• [PROVIDED PASSAGE]
------------------------

The wages of sin are DEATH. In our lives we may at any time stand and proclaim – “I am alive and well; therefore I have not sinned!” – but what folly and what hubris, to think that the death sentence would be OURS – rather than the LIFE sentence – of thinking on and atoning for the deaths which we have sown.

This is the pain of realizing that I’ve made so many of the same wrong choices – in principle, if not detail – that my mother did; out of blindness, and ignorance, and PRIDE. It is not the most acute pain I have felt – but it is the deepest, the saddest, the most “full circle.” The most tied-or-intrinsic to every other invisible, immaterial pain I have suffered.

In so many ways, it is the very principle pain of the choice of Original Sin. In so many ways, it is the pain that brought me to the comprehension of the TRUTH OF Original Sin (the passing down of which, generationally, is a concept that was staunchly denied in my “religious education” as a child and young adult).

I must now choose differently than my mother chose for herself. I must choose differently than what she would choose for me. I must RENOUNCE the path that she would set before my feet, and the world she would build for my children.

------------------------

• [GIVEN RECORDS]
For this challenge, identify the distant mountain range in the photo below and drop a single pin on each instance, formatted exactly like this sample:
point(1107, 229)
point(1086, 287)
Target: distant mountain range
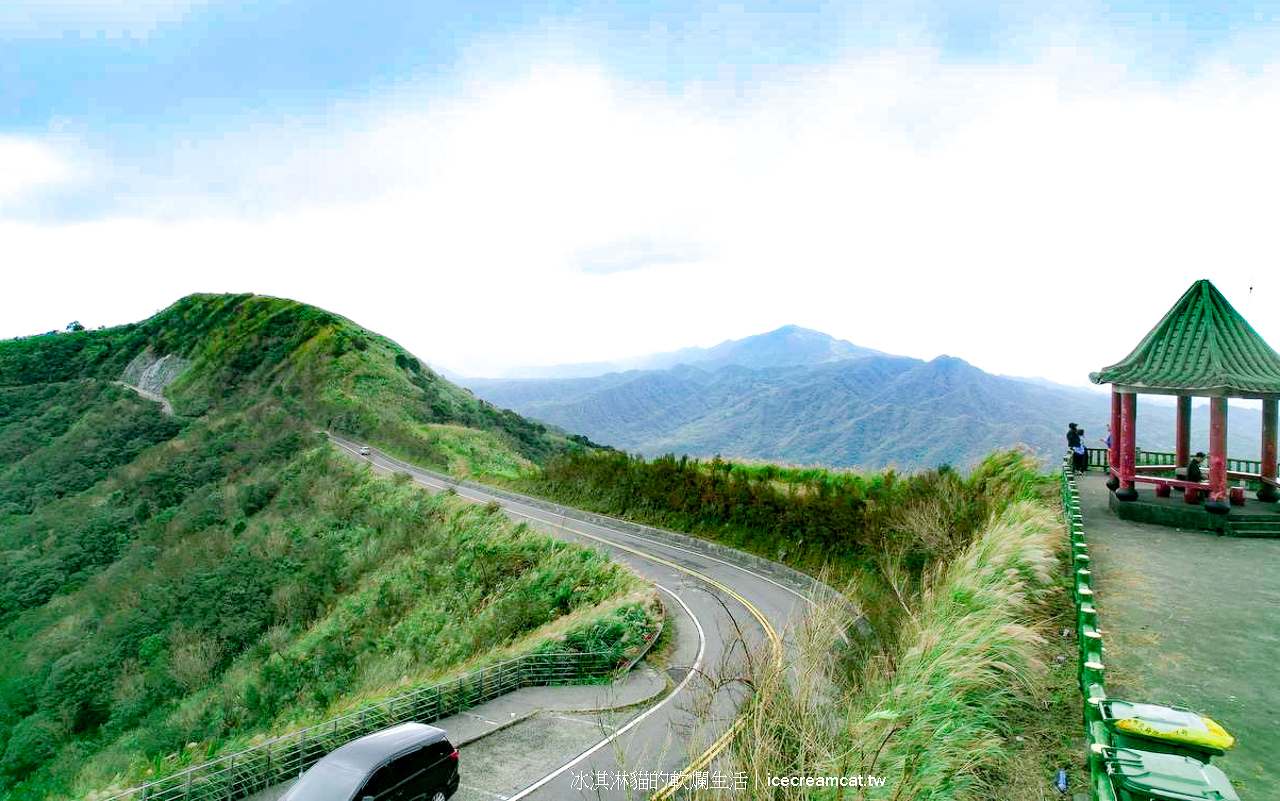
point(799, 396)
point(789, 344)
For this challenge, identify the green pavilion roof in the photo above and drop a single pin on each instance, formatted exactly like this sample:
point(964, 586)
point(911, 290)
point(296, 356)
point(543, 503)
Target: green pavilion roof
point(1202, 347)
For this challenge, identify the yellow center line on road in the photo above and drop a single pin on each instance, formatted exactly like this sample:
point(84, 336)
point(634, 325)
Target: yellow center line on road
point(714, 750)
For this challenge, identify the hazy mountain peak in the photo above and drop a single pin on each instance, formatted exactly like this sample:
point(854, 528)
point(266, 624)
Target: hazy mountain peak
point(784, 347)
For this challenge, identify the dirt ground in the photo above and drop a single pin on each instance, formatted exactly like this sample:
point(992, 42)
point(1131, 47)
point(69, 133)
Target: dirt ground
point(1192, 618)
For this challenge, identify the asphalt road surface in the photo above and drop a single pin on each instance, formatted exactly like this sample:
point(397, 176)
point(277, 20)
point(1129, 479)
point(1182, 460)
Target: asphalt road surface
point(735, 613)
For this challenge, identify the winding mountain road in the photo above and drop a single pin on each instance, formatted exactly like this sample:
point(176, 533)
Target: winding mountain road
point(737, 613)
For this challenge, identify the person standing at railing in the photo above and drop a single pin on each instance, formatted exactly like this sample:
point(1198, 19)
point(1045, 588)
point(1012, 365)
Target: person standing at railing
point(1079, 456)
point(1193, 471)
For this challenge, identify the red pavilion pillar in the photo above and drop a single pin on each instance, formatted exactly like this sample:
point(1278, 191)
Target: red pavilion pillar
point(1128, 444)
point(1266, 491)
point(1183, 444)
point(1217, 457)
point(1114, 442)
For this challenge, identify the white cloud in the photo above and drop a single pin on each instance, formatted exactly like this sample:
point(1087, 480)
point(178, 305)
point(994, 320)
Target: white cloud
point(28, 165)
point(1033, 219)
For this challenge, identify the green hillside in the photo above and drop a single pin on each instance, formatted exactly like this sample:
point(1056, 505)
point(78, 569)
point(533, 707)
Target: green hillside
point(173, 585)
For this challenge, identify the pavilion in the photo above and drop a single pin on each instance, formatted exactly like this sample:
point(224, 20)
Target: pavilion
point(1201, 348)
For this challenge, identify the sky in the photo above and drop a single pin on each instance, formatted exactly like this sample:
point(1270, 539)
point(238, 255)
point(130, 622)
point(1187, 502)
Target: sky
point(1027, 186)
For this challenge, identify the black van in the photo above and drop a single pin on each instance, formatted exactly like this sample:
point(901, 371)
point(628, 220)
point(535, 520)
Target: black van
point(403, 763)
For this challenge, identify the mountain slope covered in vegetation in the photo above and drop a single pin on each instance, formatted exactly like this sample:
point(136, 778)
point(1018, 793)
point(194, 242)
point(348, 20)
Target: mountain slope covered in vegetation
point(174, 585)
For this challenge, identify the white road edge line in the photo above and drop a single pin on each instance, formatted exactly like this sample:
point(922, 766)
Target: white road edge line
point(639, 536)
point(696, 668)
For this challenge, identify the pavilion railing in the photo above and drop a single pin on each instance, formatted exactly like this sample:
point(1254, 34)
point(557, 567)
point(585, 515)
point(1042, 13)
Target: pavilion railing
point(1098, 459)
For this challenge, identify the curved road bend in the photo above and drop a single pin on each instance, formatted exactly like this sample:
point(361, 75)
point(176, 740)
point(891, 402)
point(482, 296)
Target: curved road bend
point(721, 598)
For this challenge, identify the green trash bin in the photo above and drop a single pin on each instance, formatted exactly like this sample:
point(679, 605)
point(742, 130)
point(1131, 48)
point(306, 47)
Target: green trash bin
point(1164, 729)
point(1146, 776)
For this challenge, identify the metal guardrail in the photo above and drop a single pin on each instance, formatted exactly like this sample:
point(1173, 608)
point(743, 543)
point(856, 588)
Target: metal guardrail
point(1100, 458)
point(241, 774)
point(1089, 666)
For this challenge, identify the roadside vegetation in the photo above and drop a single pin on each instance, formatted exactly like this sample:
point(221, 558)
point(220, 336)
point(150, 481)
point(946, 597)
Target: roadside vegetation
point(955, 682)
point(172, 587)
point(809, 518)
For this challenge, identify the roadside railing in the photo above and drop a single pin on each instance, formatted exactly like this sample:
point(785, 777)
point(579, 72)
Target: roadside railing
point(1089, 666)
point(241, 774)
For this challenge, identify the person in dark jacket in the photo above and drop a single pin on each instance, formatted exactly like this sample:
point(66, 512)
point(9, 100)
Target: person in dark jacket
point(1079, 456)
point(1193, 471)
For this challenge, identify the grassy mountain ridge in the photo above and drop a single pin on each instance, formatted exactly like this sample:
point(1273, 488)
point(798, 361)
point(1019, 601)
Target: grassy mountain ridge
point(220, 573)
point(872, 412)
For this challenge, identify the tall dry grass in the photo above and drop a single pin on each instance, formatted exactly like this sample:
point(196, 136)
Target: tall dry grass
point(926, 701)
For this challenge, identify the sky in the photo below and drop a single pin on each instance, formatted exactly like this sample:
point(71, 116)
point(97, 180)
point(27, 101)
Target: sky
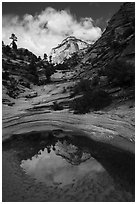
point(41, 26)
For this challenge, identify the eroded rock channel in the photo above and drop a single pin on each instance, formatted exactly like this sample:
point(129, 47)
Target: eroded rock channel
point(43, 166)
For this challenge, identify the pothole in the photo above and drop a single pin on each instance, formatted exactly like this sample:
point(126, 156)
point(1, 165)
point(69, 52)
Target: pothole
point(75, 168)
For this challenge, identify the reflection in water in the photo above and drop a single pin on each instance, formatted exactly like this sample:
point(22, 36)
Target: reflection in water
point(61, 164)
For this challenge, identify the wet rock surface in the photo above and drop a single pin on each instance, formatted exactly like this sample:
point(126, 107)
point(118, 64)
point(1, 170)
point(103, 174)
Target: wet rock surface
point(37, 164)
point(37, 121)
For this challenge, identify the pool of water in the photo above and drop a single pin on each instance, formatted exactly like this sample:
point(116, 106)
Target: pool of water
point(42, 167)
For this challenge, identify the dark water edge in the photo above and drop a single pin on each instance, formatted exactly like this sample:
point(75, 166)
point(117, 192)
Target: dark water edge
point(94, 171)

------------------------

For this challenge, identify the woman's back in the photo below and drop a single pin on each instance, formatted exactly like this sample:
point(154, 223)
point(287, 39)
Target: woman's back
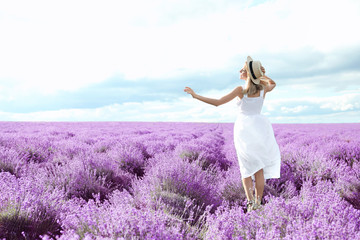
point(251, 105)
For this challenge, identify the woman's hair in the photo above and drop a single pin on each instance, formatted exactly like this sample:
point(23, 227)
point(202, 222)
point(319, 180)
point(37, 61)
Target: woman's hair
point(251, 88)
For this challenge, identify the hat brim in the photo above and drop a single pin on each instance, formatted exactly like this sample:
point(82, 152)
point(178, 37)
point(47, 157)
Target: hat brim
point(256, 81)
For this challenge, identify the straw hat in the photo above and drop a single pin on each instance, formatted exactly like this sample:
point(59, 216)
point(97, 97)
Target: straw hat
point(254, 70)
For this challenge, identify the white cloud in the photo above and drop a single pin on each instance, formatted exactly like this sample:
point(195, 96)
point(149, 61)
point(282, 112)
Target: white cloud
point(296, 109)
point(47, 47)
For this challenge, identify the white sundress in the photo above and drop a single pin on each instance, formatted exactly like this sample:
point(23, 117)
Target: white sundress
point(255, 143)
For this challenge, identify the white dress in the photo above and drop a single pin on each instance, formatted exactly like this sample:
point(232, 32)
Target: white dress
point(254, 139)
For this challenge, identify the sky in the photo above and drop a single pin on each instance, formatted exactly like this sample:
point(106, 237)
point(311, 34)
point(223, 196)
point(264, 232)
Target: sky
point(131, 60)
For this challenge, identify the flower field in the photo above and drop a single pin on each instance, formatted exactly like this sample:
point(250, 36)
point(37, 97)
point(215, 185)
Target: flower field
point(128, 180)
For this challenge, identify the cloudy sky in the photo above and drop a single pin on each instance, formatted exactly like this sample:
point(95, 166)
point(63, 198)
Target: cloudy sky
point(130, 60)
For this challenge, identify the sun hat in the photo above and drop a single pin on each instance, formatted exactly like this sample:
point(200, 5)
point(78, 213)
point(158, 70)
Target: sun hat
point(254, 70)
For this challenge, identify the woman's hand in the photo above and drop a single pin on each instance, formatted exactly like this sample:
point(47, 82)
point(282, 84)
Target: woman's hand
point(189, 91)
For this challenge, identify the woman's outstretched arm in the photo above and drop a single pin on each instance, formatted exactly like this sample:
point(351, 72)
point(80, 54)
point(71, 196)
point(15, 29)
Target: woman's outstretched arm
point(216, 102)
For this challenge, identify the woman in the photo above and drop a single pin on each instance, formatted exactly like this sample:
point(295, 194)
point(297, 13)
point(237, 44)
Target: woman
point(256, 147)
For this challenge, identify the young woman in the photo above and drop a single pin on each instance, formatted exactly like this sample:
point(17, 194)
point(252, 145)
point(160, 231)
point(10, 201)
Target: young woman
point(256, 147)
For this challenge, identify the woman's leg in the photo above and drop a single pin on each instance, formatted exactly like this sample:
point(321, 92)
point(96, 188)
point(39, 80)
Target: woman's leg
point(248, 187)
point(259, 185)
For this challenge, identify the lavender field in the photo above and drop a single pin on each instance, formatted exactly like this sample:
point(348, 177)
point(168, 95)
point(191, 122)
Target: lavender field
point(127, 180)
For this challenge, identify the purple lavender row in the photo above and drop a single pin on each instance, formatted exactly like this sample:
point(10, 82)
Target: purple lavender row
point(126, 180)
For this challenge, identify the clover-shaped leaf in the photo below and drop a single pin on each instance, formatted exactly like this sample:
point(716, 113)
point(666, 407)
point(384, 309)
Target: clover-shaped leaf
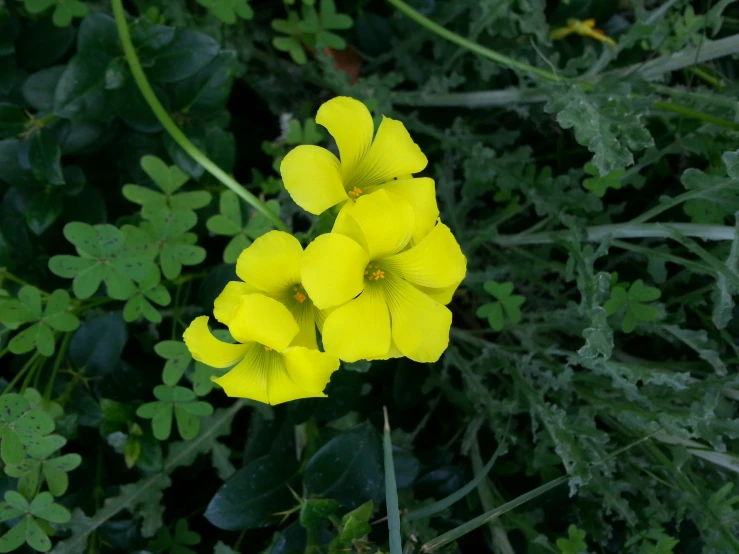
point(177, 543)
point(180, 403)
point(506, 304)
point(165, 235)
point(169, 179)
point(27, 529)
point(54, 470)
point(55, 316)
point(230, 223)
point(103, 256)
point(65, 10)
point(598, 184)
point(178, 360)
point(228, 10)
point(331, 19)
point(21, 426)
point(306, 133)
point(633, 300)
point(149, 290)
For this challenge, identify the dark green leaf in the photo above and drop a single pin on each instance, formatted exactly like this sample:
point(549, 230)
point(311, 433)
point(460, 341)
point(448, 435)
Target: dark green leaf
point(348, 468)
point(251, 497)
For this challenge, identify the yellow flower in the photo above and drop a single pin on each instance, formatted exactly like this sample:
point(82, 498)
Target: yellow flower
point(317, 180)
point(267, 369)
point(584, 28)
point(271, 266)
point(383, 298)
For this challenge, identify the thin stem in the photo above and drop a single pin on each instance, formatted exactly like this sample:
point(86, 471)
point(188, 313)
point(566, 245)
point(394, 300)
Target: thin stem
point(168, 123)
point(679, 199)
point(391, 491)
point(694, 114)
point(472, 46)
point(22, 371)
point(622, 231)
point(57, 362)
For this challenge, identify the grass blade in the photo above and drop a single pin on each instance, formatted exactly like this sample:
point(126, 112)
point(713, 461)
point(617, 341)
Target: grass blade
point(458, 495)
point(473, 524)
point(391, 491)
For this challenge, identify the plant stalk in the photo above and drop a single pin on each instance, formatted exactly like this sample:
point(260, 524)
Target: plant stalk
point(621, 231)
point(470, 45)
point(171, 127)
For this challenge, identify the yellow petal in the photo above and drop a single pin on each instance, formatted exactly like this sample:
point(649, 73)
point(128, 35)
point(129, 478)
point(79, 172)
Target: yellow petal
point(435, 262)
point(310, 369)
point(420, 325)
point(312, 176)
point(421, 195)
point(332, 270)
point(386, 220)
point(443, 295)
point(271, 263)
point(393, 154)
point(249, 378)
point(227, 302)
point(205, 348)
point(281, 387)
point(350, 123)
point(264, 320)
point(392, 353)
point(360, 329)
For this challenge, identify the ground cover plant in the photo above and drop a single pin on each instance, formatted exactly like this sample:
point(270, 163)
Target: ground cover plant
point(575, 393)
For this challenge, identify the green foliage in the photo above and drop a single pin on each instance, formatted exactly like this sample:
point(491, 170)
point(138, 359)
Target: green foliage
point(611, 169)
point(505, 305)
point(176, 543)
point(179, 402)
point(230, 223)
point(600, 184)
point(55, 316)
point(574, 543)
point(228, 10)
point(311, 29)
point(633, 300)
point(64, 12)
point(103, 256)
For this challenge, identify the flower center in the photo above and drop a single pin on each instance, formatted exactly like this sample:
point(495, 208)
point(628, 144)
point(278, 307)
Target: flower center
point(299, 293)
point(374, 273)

------------------------

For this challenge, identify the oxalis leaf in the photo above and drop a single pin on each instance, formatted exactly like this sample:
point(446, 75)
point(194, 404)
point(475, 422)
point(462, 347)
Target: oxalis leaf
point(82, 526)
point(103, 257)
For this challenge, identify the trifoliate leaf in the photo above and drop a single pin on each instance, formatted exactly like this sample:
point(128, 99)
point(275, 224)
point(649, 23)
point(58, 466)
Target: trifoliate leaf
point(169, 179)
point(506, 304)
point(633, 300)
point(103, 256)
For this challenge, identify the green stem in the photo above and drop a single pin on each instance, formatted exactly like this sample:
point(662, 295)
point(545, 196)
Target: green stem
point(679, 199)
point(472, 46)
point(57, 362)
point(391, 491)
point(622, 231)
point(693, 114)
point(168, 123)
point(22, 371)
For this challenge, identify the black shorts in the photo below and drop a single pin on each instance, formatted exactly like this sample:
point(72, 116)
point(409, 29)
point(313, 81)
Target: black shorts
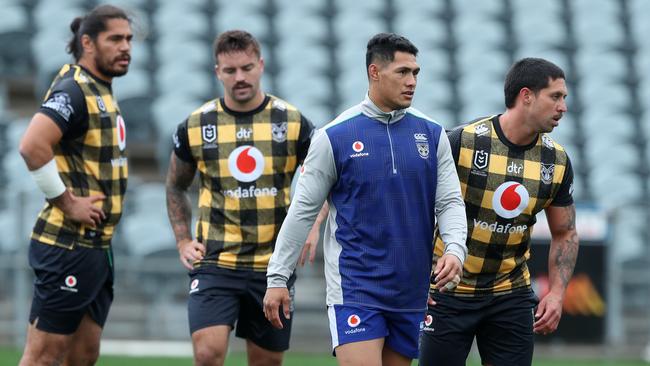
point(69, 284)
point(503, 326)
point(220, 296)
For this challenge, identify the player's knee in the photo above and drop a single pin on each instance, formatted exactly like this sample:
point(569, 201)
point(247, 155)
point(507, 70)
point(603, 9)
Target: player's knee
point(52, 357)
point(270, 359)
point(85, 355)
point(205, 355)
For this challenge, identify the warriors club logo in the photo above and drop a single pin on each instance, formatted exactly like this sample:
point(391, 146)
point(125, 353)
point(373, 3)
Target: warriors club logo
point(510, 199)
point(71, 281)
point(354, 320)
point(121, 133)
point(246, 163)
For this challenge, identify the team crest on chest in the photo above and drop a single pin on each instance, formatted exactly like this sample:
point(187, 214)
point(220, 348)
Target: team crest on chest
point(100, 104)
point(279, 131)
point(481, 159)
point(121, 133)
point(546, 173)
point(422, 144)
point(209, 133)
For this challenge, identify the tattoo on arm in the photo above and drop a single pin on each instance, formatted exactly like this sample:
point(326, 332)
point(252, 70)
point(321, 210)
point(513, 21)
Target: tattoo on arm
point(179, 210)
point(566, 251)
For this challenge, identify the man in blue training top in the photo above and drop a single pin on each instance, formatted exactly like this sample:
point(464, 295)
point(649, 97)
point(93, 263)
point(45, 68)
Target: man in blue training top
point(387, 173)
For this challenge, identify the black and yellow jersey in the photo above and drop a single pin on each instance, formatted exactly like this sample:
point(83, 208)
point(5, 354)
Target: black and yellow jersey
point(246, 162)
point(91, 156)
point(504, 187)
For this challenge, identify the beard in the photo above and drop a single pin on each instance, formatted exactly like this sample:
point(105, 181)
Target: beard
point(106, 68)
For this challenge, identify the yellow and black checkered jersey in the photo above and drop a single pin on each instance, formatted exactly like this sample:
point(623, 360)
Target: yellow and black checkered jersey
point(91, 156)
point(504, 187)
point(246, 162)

------------------------

• [DIRECTIONS]
A: Please decide whether each statement agrees with the reflection on Original Sin, answering yes or no and quoting the deciding words: (i) The writer calls this the most acute pain they have felt. (ii) The writer's religious education taught that Original Sin is passed down generationally. (iii) The writer says they must choose differently than their mother chose for herself.
B: In the reflection on Original Sin, what three things led the writer to make the same wrong choices as their mother?
The data above comes from a separate source.

• [ANSWERS TO THE EXERCISE]
A:
(i) No: "It is not the most acute pain I have felt"
(ii) No: "a concept that was staunchly denied in my “religious education” as a child and young adult"
(iii) Yes: "I must now choose differently than my mother chose for herself."

B: Blindness, ignorance, and pride.